**What is being asked**
Copy out all of the material exactly.

# START OF Entries

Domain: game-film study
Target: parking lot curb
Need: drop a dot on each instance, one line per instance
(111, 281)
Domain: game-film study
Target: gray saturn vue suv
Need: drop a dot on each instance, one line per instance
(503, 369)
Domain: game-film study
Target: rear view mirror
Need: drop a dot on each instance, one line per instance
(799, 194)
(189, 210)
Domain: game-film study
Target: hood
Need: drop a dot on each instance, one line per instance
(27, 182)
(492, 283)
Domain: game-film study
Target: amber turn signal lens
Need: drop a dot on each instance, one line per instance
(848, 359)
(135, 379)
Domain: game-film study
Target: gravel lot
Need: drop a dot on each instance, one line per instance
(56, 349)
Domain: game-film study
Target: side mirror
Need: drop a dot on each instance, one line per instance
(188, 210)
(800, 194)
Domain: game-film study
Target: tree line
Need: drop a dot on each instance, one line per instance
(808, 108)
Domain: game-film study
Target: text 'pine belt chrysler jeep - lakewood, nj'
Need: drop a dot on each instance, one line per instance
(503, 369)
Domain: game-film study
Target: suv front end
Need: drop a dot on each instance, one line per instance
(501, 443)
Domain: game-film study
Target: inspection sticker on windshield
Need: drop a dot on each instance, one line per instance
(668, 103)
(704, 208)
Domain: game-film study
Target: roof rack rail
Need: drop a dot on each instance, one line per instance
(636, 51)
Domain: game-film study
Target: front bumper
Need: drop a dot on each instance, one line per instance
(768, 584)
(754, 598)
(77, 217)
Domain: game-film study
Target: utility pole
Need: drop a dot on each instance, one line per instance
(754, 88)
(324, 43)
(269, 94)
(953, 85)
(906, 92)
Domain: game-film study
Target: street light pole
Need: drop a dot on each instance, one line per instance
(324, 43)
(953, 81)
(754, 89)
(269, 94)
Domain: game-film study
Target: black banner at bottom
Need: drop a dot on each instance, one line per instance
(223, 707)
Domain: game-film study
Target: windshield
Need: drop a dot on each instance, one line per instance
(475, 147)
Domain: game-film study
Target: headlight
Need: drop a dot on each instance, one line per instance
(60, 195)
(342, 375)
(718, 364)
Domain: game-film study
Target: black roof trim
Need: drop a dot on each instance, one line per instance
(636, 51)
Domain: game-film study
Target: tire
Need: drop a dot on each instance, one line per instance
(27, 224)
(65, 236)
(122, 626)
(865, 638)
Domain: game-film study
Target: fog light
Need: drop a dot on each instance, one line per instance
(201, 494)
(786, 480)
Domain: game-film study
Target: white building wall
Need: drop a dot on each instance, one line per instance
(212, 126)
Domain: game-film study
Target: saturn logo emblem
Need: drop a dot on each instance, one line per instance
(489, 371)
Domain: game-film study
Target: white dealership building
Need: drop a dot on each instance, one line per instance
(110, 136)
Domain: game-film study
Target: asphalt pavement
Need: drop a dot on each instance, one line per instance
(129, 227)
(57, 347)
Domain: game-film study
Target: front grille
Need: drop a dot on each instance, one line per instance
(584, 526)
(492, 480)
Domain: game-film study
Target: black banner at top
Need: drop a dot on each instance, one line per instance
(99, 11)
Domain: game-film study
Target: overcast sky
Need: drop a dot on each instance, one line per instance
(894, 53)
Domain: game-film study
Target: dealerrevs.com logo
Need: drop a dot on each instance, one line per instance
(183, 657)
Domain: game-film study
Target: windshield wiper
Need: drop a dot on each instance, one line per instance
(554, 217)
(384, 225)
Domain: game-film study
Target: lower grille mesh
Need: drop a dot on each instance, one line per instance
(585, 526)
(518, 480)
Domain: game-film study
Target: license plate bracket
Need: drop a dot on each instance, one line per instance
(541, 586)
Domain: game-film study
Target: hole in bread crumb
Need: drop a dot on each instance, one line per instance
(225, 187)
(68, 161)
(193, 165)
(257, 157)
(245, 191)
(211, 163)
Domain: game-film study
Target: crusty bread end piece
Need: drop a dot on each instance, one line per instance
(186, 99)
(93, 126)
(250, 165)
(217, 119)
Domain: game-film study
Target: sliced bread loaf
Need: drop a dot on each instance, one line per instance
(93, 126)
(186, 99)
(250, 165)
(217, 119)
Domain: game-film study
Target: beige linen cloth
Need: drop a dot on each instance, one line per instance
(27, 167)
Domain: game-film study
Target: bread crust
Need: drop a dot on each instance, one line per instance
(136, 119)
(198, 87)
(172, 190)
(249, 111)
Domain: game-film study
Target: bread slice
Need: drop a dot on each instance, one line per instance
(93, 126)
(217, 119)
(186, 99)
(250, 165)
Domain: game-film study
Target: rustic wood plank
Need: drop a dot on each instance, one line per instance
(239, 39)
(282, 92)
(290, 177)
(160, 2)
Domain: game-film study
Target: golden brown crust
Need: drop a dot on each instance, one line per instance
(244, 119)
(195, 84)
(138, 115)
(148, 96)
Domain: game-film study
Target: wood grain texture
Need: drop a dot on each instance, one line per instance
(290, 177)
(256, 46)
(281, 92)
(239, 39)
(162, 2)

# END OF Entries

**Complete output**
Domain: game-film study
Target: parking lot curb
Need: drop a dot on each instance, one line per instance
(111, 281)
Domain: game-film study
Target: gray saturn vue suv
Need: drop a dot on each instance, one line per instance
(503, 369)
Domain: game-film study
Target: rear view mirror
Need: drop a dot on each instance, one line per instance
(799, 194)
(189, 210)
Domain: game-film study
Target: hood
Need: drop a dot on each instance, one line per instance
(27, 182)
(492, 283)
Domain: game-film study
Target: amber turn signal lens
Need: drop a dot on each instance, one line per instance
(848, 359)
(135, 379)
Domain: game-film study
Target: gravel lot
Need: drop a dot on each instance, one line per instance
(56, 349)
Domain: game-film study
Target: side mirror
Need: drop a dot on each instance, one line per instance
(188, 210)
(800, 194)
Domain: game-film study
Target: tree line
Need: drop a dot on each instance, one line per instance
(808, 108)
Domain: game-film study
Target: text 'pine belt chrysler jeep - lakewood, nj'
Need: drop a dot on each instance, one line per instance
(503, 369)
Domain: game-film study
Target: suv front end
Need: drop a dot on each instance, one line per instance
(501, 443)
Domain: game-film study
Target: inspection sticker on windshield
Need: drop a dot on each instance, one line per instance
(668, 103)
(704, 208)
Domain: game-film study
Target: roof rack rail
Need: drop a dot on each instance, one line per instance
(636, 51)
Domain: game-film study
Target: front bumper
Need: drop a dot on each instance, one line per instance
(768, 584)
(754, 598)
(77, 217)
Domain: game-film study
Target: utility pole
Need: drop a dot on each instance, one line per instance
(754, 88)
(324, 43)
(269, 94)
(953, 85)
(906, 92)
Domain: game-film study
Target: street light pole
Need: drop a dot on each instance, one line per instance
(324, 43)
(953, 81)
(754, 89)
(269, 94)
Domain: game-film study
Target: black banner at bottom
Need: drop a dot on each instance, one line per instance
(223, 707)
Domain: game-film study
Target: windshield
Need: drop a dot on each instance, one line per instance
(475, 147)
Domain: game-film study
Target: headlight
Need: drop a dot on each instance, one line per instance
(60, 195)
(342, 375)
(718, 364)
Domain: game-film study
Target: black roof trim
Need: drop a dot on each instance, one line per instance
(636, 51)
Domain: game-film study
Target: tire
Need: drop a dot on each instance, one line per instance
(27, 224)
(65, 236)
(122, 626)
(865, 638)
Domain: game-film study
Target: fog light
Need: drop a dot on each instance, one line per instance
(201, 494)
(786, 480)
Domain: game-film study
Target: white building wall
Need: drop a dot on each instance, one line per instance
(212, 126)
Domain: game-film study
Target: saturn logo emblem
Need: drop a dot on each instance, one line per instance
(489, 371)
Domain: game-film study
Target: white dealership building
Need: drop a dot on each instance, one line per instance
(110, 136)
Domain: game-film study
Target: asphalt pavement
Need: drop a dot on each instance, one line per instance
(129, 227)
(57, 347)
Domain: game-film study
Target: front grille
Need: drop a dot on each instance, one line per instance
(584, 526)
(492, 480)
Domain: game-film study
Target: black banner at top
Need: drop a dot on each instance, one line per instance
(99, 11)
Domain: game-film study
Target: overcast sky
Need: drop a dot on each instance, one line per instance
(894, 53)
Domain: game-film study
Target: dealerrevs.com logo
Need: drop a dot on each instance, one line per instance
(183, 657)
Domain: game-film study
Target: windshield wiper
Need: drop a dot on each instance, one line per instance
(554, 217)
(384, 225)
Domain: game-film study
Target: lower grille mesh
Need: drop a dot on each instance, one line per instance
(585, 526)
(518, 480)
Domain: game-film study
Target: license plate bracket
Need: drop a dot on each instance, one line per instance
(541, 586)
Domain: game-film study
Target: hole in bread crumb
Need: drop a dot on each instance, one line per instance
(225, 187)
(68, 161)
(193, 165)
(257, 157)
(245, 191)
(211, 163)
Domain: game-film study
Target: crusty bread end piece
Need: drop a dot on each instance, one line per instance
(186, 99)
(93, 126)
(250, 165)
(217, 119)
Domain: game-film study
Target: sliced bread loaf
Need: drop a dot on each instance, one line per instance
(93, 126)
(186, 99)
(250, 165)
(217, 119)
Domain: game-film study
Target: beige linen cloth
Need: drop a dot on each instance, one line per instance
(27, 167)
Domain: game-film study
Target: bread crust
Need: drop a dot on each instance, one line per instance
(136, 119)
(198, 87)
(172, 190)
(249, 111)
Domain: game-film study
Target: bread slice
Need: drop a dot on each instance, one line per instance
(93, 126)
(217, 119)
(186, 99)
(250, 165)
Domain: game-film study
Target: rustic wood plank
Need: drop a dot on each instance, one line per instance
(239, 39)
(282, 92)
(290, 177)
(160, 2)
Domain: game-film study
Target: golden brown crust
Need: drop a dot on each instance, one line per instance
(244, 119)
(195, 84)
(138, 115)
(148, 96)
Domain: game-film study
Target: wood grain texture
Need: drop a dot on each instance, one line per instance
(290, 177)
(256, 46)
(281, 92)
(239, 39)
(162, 2)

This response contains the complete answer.